The Bandit Buster is a 1926 American silent Western film. Directed by Richard Thorpe, the film stars Buddy Roosevelt, Molly Malone, and Lafe McKee. It was released on December 19, 1926.

==Plot==
Henry Morton is a prominent banker. His daughter, Sylvia, and his wife feel that he is working too hard. Sylvia enlists the help of her friend, Buddy Miller, who has romantic aspirations towards her, to fake a kidnapping, taking her father to a secluded cabin where he can rest for a week or two. Miller and his friend, Romeo, take Morton and bring him to a lakeside cabin.

Unbeknownst to Morton's wife and daughter, he was in the midst of a large business transaction. When Morton's subordinates go to Mrs. Morton for instructions as to whether hold or sell Morton's stock, Mrs. Morton discusses the situation with Sylvia. Their discussion is overheard, and real kidnappers are informed of his whereabouts, and go to the cabin and conduct a real kidnapping.

When Mrs. Morton receives the ransom demand, she believes that Miller is behind the kidnapping, and was only pretending to "fake kidnap" her husband. Sylvia also has her doubts. However, Miller tracks down the real kidnappers and rescues Morton, who upon his return finds his holdings greatly enhanced, allowing him to retire. Sylvia understands she was incorrect about Miller, and the two end up together.
==============================
_EXERCISE INSTRUCTIONS_
a: Revise the passage of The Bandit Buster plot summary that opens with "When Mrs. Morton" and closes with "end up together.", putting "ransom note" in place of "ransom demand".
b: Extend The Bandit Buster film summary past its final sentence.
==============================
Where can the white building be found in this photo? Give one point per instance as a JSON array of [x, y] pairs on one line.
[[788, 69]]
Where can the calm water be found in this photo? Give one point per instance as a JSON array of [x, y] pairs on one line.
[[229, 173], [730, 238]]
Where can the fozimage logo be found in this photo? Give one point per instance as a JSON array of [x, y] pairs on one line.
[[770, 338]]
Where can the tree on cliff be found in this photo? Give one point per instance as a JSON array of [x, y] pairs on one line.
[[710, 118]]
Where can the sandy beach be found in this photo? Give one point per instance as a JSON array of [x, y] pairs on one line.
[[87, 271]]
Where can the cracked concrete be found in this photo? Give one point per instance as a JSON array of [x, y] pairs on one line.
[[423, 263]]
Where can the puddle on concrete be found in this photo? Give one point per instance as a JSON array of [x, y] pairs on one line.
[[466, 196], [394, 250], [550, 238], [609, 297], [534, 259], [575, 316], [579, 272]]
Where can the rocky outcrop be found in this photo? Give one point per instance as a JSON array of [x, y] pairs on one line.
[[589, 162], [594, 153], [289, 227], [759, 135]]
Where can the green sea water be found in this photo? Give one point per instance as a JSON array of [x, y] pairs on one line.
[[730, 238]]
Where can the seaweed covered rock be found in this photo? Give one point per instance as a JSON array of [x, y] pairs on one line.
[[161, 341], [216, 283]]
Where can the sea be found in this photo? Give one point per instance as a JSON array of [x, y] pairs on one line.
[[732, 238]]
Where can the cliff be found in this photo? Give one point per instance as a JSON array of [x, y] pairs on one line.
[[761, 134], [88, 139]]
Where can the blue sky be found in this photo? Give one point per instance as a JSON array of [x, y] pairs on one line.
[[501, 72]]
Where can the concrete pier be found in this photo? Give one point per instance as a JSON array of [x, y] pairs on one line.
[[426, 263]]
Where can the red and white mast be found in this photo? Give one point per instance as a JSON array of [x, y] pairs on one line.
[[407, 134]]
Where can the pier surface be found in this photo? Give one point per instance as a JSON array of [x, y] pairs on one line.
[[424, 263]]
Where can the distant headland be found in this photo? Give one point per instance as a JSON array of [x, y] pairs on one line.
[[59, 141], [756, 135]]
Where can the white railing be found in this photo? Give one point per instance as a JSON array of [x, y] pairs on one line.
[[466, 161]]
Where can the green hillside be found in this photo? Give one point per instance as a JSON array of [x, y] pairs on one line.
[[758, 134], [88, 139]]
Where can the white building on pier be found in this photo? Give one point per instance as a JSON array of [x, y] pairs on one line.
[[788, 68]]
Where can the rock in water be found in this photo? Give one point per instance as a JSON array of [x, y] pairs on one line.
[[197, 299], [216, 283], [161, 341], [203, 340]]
==============================
_RESPONSES TO THE EXERCISE_
a:
When Mrs. Morton receives the ransom note, she believes that Miller is behind the kidnapping, and was only pretending to "fake kidnap" her husband. Sylvia also has her doubts. However, Miller tracks down the real kidnappers and rescues Morton, who upon his return finds his holdings greatly enhanced, allowing him to retire. Sylvia understands she was incorrect about Miller, and the two end up together.

b:
==Cast==
- Buddy Roosevelt as Buddy Miller
- Molly Malone as Sylvia Morton
- Lafe McKee as Henry Morton
- Winifred Landis as Mrs. Morton
- Robert Homans as Romeo
- Slim Whitaker as Steve (credited as Charles Whitaker)
- Al Taylor as Hotel clerk

==Production==
A December 1926 article in Motion Picture News announced the release date as December 19, 1926. It gave credit for the story to Frank Inghram, while stating that Buddy Roosevelt as the star of the film, supported by Molly Malone, Lafe McKee, Winifred Landis, Robert Homans, Charles Whitaker (Slim Whitaker), and Al Taylor.

==Reception==
Moving Picture World gave the film a positive review, calling it a "snappy actionful western story."

==Preservation==
With no holdings located in archives, The Bandit Buster is considered a lost film.